Exercise directions => Count the lines in the records below that contain the word "pendant", and reply with only that number.
++++
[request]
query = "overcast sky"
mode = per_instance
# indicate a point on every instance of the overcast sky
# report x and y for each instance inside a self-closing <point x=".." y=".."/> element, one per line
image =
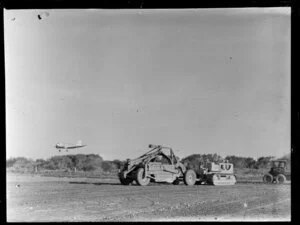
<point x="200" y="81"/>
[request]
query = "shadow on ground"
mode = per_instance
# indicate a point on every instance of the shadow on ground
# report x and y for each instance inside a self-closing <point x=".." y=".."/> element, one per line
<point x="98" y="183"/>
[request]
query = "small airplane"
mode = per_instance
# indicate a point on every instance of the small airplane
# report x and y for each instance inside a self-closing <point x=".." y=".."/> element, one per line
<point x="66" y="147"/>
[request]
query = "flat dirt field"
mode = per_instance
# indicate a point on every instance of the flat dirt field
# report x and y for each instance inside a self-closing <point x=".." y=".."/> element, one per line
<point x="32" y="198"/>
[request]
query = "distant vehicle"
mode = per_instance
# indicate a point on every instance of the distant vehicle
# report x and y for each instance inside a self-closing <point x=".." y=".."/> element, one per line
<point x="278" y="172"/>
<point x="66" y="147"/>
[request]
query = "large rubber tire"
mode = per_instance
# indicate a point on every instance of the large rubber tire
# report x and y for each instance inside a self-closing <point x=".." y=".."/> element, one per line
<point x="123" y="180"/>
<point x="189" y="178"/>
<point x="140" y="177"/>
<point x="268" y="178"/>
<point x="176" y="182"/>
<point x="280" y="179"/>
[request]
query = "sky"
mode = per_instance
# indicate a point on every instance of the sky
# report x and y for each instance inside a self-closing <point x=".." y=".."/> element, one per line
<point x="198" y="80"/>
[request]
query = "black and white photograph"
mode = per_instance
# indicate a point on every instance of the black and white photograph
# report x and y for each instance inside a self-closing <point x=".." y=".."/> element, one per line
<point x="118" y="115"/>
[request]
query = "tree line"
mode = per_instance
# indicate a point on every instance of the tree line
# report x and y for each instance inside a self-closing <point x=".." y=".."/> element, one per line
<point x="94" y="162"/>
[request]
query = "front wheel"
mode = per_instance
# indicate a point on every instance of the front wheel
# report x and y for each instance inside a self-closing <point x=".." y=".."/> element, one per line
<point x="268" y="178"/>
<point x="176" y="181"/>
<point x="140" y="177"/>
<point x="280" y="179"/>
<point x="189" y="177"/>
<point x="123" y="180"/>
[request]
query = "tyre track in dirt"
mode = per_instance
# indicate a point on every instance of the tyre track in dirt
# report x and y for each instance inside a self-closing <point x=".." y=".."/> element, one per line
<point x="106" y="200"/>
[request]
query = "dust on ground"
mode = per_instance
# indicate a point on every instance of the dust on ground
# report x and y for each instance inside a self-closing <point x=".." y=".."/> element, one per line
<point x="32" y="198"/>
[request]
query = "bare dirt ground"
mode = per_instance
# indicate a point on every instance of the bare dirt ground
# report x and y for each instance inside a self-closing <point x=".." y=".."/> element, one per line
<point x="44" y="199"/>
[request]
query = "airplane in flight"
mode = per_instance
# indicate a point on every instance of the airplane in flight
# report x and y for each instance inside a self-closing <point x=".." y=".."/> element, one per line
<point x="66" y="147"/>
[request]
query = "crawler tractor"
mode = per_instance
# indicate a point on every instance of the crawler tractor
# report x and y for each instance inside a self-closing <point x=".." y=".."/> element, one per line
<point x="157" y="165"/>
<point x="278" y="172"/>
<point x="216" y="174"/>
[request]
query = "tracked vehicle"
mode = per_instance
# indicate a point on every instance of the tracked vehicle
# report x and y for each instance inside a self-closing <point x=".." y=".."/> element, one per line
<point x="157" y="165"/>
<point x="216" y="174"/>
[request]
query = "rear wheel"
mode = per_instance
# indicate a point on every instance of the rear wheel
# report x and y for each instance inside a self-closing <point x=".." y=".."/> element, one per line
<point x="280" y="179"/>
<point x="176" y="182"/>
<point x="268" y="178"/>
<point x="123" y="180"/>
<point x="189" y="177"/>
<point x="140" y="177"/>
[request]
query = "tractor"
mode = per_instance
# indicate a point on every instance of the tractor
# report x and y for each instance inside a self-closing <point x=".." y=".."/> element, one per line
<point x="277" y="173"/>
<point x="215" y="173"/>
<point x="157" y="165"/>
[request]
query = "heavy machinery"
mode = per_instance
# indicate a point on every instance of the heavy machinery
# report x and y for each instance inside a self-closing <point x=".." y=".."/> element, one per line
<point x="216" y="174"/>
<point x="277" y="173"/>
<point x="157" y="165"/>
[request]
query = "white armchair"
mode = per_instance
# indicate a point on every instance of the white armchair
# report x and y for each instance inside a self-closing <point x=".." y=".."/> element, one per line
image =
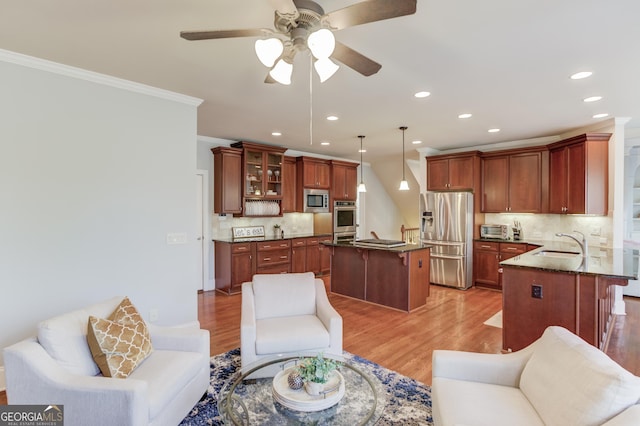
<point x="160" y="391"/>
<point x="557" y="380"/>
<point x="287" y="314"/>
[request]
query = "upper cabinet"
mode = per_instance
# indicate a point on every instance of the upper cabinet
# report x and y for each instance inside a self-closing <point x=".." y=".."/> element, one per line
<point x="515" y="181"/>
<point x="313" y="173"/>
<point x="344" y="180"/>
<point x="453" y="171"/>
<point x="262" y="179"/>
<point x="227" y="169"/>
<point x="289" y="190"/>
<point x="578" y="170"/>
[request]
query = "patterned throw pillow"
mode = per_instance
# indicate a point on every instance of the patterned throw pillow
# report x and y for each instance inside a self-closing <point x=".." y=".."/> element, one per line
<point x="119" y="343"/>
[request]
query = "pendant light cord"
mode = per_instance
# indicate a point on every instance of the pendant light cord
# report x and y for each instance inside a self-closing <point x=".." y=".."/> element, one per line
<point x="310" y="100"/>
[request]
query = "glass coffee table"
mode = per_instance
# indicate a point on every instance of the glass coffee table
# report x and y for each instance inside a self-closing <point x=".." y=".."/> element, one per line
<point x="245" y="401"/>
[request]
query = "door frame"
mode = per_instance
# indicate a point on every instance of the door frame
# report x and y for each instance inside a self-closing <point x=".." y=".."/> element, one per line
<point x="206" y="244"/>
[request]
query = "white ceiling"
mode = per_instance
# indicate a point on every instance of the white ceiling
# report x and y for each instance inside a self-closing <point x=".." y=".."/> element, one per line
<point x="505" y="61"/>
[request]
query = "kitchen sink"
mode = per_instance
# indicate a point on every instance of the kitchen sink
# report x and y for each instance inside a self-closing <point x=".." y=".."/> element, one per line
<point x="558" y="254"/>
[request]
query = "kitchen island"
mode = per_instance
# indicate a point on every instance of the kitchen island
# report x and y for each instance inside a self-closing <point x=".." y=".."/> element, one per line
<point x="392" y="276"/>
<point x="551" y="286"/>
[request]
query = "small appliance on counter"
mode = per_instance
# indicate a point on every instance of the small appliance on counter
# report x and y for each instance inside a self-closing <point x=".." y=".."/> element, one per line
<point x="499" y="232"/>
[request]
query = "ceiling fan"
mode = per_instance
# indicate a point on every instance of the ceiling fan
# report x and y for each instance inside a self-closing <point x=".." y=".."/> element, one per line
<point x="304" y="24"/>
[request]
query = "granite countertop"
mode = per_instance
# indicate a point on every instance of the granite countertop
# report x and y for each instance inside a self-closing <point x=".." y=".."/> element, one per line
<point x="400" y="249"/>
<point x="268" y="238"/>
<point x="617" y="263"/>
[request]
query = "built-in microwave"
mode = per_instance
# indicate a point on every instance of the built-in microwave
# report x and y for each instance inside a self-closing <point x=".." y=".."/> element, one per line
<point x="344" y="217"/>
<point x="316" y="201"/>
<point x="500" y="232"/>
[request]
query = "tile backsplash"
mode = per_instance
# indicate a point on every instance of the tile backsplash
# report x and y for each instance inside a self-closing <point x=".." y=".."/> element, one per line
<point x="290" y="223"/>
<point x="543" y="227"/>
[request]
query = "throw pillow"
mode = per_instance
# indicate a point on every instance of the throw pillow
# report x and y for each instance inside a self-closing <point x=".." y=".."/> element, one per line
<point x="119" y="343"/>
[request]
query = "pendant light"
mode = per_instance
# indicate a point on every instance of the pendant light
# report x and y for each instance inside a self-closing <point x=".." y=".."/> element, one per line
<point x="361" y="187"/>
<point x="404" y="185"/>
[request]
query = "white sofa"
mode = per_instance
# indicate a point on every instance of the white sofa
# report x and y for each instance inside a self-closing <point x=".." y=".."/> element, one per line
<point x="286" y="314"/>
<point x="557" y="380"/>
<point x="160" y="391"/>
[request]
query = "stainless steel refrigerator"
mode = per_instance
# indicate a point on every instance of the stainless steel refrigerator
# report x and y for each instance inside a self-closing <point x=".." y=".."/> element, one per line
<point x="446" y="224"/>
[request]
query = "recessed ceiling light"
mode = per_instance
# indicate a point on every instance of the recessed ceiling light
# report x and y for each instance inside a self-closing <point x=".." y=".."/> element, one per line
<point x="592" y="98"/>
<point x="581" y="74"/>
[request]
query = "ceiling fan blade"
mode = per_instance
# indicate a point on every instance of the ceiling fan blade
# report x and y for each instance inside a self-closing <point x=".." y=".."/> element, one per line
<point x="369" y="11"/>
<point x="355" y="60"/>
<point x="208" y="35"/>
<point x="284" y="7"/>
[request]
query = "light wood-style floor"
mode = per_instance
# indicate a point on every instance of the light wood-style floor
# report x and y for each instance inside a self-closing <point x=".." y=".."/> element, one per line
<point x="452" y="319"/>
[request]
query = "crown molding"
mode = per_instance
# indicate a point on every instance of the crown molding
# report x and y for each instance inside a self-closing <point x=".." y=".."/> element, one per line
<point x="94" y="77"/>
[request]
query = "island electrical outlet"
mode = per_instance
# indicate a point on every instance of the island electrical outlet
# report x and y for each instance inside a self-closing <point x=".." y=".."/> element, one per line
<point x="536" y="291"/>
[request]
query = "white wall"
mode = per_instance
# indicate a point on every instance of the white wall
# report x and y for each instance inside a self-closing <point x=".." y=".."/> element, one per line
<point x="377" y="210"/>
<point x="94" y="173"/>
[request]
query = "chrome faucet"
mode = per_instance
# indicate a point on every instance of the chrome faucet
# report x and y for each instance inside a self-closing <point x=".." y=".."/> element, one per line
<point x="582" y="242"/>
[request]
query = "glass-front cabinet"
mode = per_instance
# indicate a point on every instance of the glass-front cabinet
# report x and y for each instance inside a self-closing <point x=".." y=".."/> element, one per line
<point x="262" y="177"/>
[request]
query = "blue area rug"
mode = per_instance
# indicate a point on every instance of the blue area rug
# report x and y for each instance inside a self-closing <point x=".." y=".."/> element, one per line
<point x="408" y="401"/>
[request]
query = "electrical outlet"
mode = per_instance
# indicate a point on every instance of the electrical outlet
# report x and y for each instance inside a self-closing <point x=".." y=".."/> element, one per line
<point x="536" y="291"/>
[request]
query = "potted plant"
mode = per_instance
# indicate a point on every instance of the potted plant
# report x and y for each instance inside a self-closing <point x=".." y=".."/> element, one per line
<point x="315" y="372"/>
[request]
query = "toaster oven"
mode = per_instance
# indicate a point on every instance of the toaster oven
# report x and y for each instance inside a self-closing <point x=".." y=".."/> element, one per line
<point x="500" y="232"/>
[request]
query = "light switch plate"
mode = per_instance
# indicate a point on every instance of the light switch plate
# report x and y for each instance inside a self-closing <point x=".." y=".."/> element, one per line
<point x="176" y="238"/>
++++
Complete response => 4